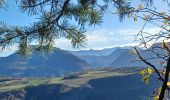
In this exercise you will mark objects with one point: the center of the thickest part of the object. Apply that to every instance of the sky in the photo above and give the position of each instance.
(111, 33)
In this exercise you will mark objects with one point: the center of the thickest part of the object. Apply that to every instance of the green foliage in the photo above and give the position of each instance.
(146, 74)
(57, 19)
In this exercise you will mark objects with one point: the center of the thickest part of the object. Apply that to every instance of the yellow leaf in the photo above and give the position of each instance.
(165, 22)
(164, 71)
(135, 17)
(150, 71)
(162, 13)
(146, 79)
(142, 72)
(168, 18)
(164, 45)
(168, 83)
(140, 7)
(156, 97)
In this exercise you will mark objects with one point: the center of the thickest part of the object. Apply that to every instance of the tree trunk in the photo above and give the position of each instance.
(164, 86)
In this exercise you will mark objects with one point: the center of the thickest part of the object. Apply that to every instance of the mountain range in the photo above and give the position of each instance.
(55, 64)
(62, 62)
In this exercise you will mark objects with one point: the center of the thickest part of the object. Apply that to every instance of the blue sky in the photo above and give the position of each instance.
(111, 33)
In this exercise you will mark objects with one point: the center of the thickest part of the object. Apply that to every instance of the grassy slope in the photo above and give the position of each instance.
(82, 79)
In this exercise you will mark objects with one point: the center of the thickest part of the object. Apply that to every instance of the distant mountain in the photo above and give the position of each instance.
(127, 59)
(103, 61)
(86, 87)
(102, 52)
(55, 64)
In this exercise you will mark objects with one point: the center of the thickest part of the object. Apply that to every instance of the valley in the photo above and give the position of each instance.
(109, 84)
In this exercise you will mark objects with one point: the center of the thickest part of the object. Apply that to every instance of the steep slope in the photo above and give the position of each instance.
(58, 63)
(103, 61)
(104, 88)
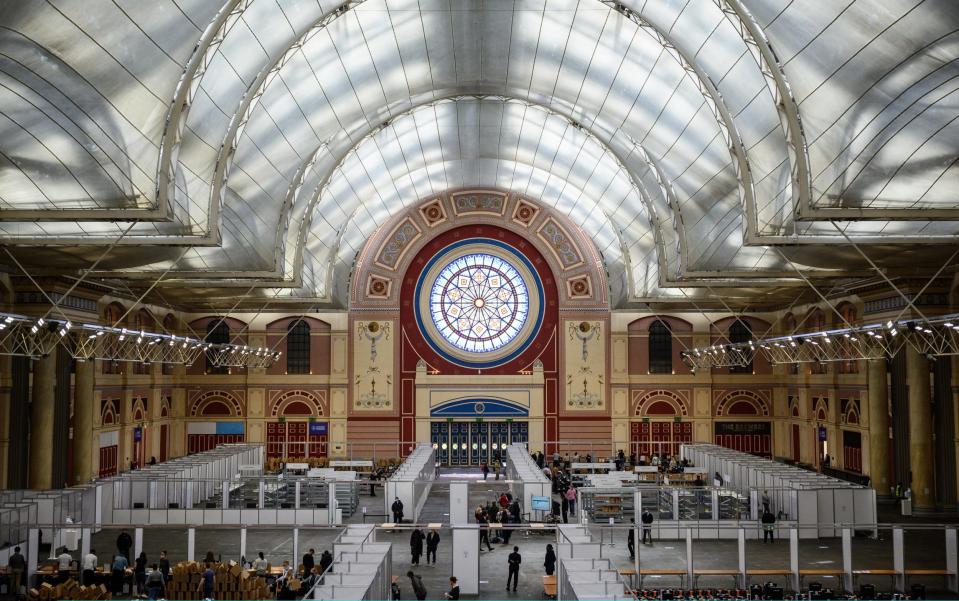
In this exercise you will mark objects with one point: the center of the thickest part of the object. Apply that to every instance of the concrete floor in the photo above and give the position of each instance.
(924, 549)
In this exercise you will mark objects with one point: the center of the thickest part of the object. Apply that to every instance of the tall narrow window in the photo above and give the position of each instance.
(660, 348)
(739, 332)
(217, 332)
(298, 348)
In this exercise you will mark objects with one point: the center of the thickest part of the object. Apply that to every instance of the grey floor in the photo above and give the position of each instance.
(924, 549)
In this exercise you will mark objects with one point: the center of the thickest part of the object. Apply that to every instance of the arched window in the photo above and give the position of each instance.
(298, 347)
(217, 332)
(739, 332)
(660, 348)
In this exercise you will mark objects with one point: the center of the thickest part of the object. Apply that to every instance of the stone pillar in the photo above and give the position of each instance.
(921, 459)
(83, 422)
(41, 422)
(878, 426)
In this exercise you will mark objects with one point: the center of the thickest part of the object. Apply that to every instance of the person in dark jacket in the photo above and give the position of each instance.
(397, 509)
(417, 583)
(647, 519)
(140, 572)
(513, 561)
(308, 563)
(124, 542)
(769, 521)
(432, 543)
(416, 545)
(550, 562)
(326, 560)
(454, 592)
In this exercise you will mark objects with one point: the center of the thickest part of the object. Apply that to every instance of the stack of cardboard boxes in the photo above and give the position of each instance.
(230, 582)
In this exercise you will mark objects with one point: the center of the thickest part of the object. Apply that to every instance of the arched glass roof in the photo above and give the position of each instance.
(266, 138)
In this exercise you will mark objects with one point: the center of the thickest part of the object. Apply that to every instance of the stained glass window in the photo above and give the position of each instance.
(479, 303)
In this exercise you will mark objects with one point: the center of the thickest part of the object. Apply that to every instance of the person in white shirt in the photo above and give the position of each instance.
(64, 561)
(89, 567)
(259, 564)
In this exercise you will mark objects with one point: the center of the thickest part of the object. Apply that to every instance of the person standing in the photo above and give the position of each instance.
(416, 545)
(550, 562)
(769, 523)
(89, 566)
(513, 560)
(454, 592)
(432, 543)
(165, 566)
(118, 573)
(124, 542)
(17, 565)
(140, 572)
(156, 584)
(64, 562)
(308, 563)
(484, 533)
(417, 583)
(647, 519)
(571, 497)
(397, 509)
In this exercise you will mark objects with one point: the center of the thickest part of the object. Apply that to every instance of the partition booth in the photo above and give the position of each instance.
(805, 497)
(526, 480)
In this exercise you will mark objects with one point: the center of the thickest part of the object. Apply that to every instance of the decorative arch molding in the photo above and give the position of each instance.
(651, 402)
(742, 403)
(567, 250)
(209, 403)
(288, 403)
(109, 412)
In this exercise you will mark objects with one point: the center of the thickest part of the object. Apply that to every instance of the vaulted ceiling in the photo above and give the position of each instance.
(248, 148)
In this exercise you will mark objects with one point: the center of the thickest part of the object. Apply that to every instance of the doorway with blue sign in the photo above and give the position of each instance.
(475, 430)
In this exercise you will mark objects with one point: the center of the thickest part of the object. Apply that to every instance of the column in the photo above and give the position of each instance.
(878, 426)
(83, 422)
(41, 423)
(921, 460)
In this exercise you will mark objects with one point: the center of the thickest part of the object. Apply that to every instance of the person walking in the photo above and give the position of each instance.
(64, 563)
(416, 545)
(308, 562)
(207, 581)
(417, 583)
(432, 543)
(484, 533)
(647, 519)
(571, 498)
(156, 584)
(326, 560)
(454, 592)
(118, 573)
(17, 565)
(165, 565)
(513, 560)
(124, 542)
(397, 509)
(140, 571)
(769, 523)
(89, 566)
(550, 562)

○ ○ ○ ○ ○ ○ ○

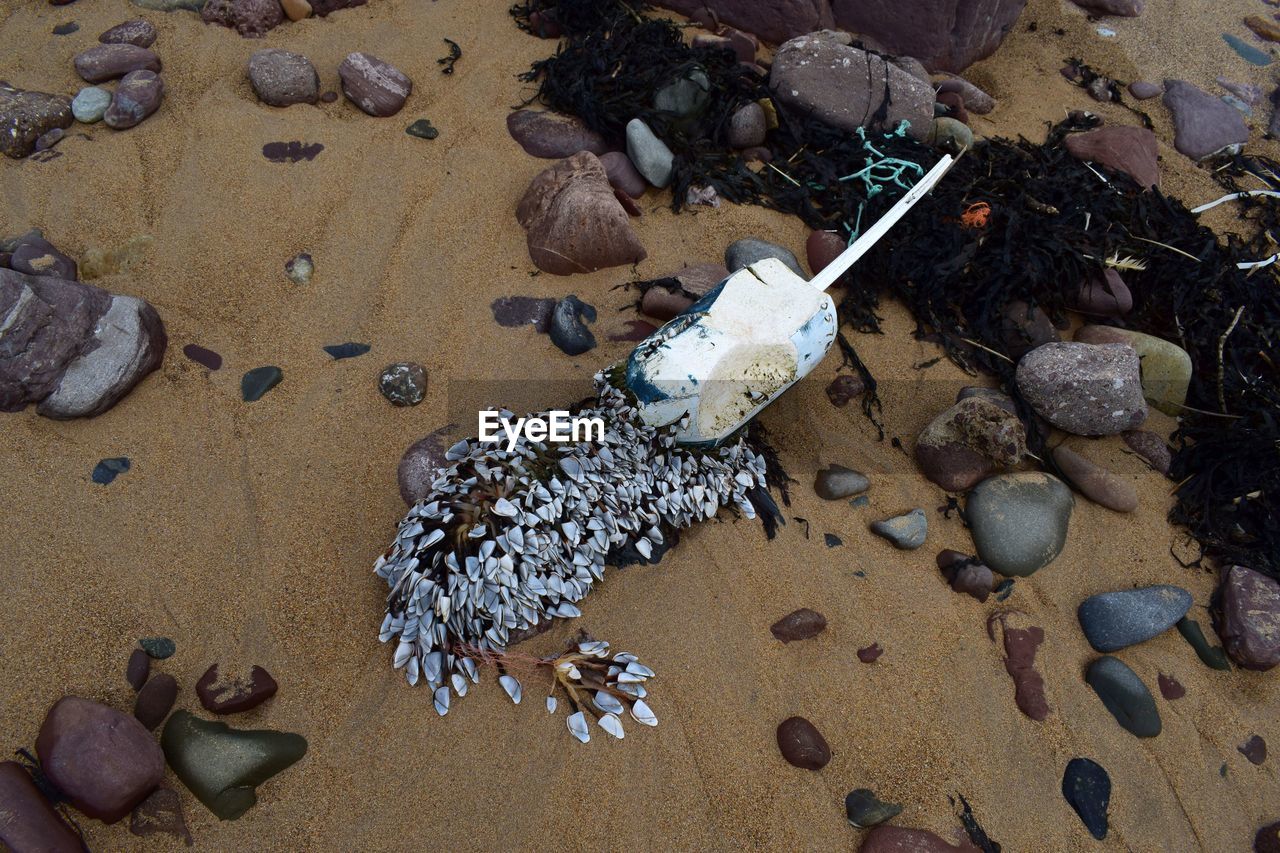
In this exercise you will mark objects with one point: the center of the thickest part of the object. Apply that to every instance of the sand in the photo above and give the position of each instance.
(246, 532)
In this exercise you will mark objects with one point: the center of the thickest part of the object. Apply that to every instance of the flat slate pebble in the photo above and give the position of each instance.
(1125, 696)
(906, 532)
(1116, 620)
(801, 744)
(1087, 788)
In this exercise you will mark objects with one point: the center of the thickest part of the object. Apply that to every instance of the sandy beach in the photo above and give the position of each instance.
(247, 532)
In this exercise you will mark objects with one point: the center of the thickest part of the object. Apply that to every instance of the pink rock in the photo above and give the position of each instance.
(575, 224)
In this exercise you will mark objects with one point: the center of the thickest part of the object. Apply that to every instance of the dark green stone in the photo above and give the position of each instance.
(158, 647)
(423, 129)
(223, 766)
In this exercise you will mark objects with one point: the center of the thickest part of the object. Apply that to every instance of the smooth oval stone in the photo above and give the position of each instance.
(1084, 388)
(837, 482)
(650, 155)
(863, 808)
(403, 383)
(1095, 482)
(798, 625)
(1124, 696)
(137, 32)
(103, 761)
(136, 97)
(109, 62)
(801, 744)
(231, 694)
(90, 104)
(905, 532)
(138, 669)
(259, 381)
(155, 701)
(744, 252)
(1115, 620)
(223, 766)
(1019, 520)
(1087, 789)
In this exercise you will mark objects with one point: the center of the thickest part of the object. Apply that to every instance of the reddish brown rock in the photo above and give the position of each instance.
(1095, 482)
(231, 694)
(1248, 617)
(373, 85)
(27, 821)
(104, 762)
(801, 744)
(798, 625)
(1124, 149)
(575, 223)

○ ○ ○ ○ ○ ○ ○

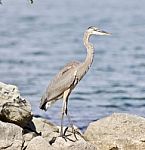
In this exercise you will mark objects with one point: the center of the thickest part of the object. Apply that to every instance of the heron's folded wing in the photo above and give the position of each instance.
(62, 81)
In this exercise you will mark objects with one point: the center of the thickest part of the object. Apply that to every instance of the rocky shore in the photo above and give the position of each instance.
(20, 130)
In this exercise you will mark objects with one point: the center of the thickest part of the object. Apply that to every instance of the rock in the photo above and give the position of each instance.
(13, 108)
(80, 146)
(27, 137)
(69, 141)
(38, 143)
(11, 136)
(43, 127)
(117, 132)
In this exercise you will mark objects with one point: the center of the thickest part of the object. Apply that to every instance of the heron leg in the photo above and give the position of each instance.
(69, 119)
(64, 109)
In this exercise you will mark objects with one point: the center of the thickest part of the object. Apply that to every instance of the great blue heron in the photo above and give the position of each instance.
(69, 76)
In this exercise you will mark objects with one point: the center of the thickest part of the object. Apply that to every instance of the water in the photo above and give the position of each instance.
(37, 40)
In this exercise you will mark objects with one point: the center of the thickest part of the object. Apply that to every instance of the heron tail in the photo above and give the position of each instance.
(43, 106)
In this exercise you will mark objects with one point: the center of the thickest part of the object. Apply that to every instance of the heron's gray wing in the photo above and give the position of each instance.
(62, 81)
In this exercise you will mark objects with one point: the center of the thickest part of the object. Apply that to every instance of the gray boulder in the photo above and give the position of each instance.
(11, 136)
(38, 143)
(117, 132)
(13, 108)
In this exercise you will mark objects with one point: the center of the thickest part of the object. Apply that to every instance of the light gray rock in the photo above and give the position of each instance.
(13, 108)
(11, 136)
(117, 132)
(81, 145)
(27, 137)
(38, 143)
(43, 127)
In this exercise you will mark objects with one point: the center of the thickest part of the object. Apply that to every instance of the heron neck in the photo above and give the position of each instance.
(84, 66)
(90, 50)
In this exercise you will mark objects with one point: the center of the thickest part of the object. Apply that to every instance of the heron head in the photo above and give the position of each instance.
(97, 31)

○ ○ ○ ○ ○ ○ ○

Wypisz każdy wiersz powyżej, w którym występuje słowo „column”. Wielkość liter ma znaczenie.

Wynik poniżej
In this exercise you will mark objects with one point: the center of the thickest part of the object. Apply that to every instance of the column in the photo above and give the position of each instance.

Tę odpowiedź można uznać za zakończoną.